Exercise prompt
Every line from the start of the data through the line containing "Category: dog's pink tongue" should be retyped exactly; the pictures should not.

********

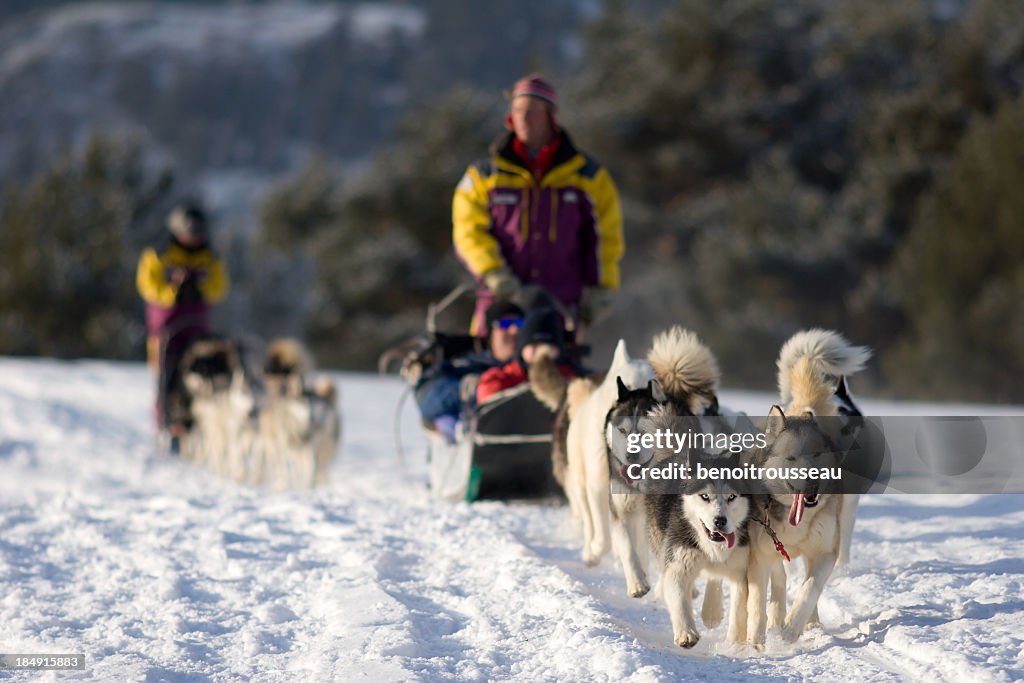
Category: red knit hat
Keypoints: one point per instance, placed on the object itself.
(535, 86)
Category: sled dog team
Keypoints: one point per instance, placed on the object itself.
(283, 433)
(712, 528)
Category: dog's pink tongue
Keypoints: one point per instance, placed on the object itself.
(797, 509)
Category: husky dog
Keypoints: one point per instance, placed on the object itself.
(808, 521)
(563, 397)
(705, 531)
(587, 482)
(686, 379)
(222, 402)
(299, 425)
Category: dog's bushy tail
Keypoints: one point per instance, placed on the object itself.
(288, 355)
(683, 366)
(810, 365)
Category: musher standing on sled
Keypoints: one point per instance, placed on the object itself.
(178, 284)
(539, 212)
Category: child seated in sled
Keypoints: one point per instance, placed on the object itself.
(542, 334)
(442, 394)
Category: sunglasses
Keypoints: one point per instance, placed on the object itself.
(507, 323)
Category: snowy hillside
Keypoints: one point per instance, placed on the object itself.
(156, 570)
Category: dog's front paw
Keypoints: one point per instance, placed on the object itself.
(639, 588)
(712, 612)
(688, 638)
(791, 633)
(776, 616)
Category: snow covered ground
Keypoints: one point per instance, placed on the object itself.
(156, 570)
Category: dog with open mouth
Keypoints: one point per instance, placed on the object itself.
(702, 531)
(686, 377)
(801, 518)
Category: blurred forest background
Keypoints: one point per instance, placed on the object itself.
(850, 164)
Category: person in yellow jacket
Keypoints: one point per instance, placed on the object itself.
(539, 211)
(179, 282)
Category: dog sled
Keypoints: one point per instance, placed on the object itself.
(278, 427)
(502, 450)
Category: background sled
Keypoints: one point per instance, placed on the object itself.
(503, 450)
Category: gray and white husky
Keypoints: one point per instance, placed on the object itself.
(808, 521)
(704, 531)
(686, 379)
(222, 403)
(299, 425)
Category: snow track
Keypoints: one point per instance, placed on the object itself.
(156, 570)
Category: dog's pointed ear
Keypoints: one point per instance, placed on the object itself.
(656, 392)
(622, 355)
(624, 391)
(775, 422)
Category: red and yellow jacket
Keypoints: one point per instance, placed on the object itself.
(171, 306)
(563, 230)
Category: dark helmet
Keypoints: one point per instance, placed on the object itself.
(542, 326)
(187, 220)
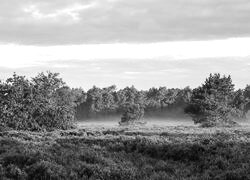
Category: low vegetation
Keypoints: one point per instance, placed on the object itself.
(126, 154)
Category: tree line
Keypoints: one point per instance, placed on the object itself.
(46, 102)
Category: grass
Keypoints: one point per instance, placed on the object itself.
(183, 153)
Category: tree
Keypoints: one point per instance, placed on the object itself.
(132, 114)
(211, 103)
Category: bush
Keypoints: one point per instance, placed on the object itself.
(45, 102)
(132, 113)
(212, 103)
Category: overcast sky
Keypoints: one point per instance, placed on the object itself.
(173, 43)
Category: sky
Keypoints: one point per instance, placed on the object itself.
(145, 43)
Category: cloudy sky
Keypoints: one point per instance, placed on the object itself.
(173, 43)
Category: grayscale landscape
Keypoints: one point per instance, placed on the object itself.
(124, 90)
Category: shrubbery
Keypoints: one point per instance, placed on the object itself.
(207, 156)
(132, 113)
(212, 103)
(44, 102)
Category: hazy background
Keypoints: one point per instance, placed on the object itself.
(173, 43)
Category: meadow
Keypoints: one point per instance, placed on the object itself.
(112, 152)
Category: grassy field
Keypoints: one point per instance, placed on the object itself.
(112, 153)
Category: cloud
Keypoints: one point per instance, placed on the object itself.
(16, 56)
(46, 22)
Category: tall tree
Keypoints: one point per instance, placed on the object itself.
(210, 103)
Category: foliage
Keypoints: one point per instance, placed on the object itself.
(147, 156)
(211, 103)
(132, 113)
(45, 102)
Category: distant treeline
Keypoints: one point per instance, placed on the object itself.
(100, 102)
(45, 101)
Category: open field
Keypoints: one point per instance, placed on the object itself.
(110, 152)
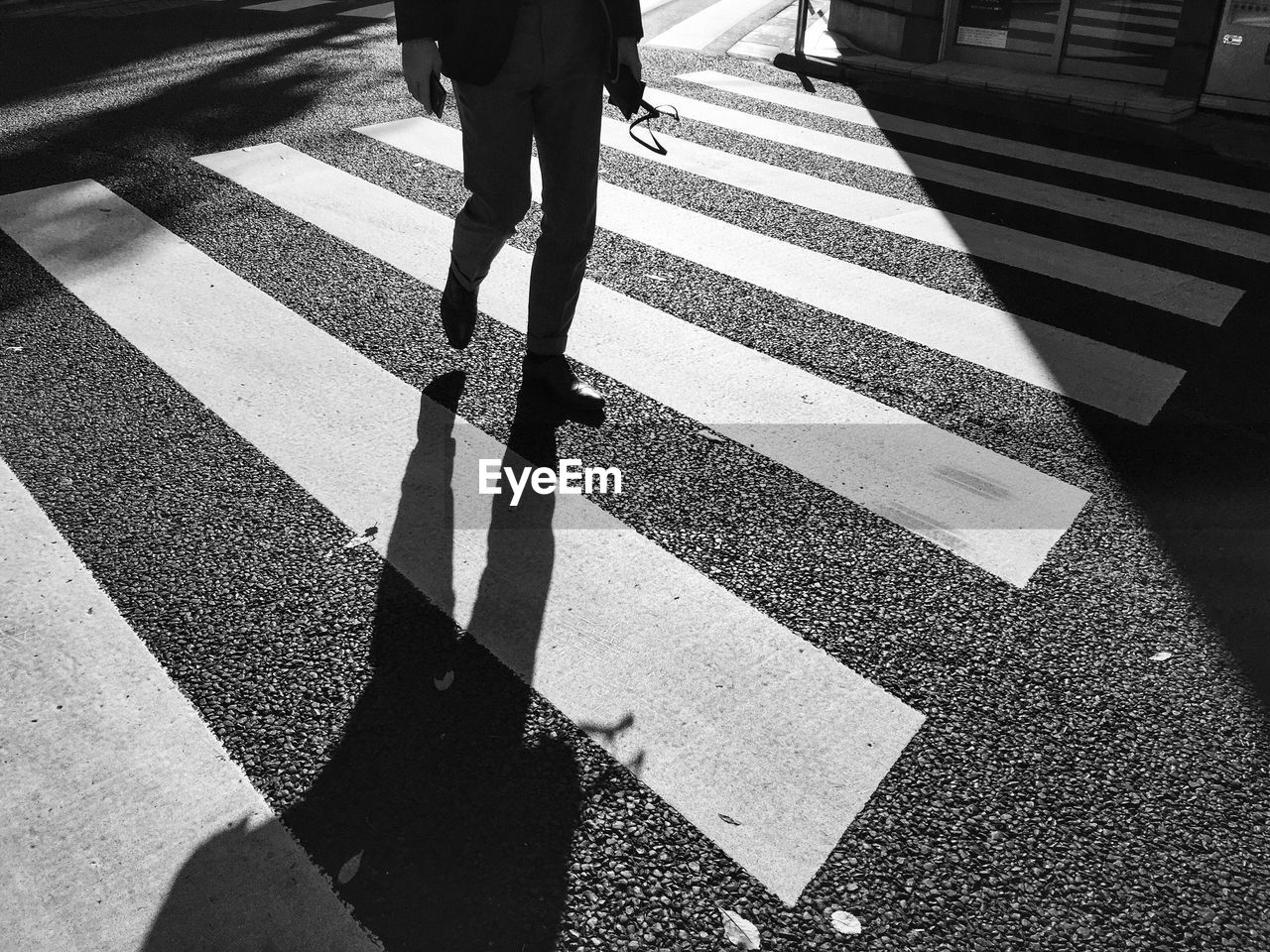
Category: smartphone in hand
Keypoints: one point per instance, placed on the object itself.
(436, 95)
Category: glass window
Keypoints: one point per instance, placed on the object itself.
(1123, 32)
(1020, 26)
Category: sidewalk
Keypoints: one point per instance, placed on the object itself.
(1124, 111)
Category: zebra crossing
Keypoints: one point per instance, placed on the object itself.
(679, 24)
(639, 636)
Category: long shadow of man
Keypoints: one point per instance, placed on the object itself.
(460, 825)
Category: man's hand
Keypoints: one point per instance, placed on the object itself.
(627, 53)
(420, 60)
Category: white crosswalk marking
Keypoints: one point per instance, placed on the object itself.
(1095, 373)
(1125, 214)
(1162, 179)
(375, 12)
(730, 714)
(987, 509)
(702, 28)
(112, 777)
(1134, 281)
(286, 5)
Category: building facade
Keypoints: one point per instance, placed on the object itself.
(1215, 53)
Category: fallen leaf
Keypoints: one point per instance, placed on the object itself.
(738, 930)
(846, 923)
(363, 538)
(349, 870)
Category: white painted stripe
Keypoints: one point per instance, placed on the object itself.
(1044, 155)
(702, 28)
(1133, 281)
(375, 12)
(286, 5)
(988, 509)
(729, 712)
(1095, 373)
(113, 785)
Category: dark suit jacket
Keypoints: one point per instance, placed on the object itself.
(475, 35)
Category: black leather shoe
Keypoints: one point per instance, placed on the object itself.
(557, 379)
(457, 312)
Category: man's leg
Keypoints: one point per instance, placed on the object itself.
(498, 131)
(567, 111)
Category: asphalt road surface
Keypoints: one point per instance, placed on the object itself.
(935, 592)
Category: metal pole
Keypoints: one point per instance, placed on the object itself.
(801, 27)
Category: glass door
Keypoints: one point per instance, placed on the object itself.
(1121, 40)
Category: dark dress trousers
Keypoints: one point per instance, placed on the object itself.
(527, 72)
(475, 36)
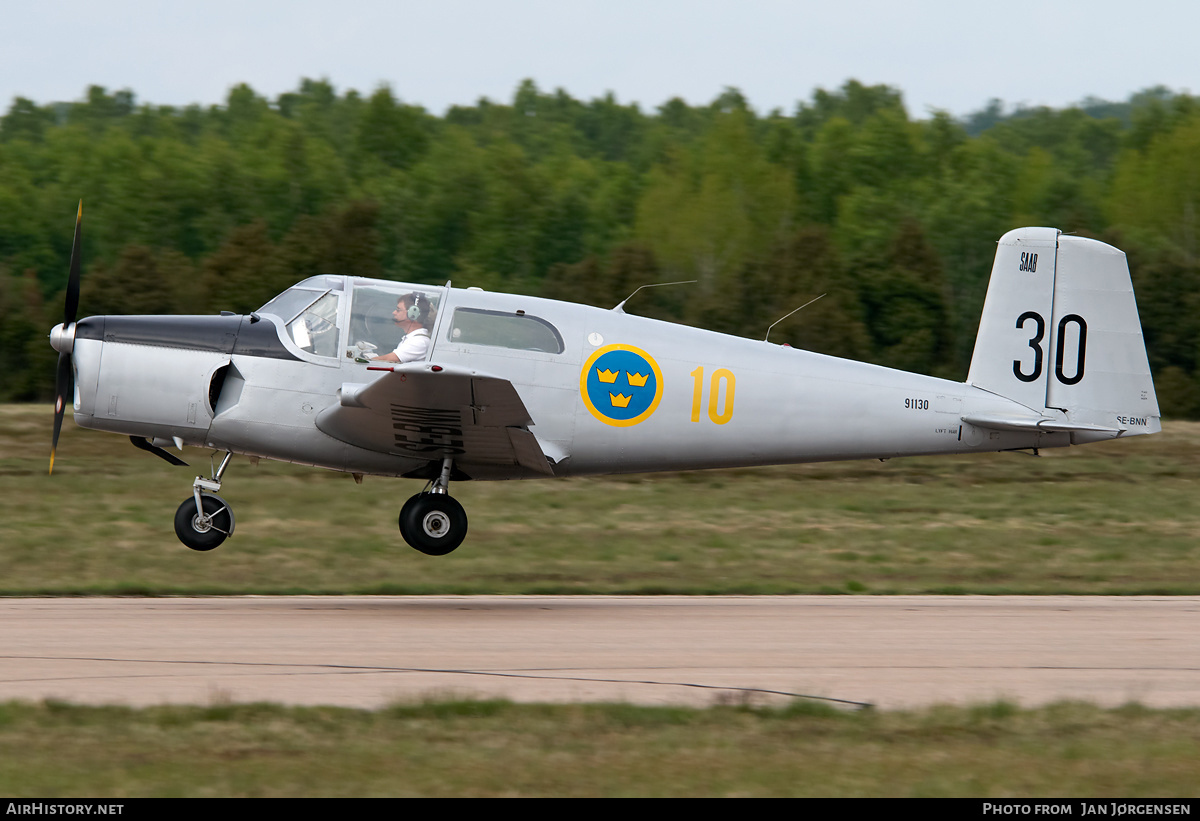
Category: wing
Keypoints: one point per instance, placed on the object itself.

********

Finished exercise
Category: red knit hat
Keypoints: one point per instance, placed on the object itself.
(535, 86)
Category: sled dog team
Keypoints: one point per instance, placed on the object itself.
(283, 433)
(712, 528)
Category: dog's pink tongue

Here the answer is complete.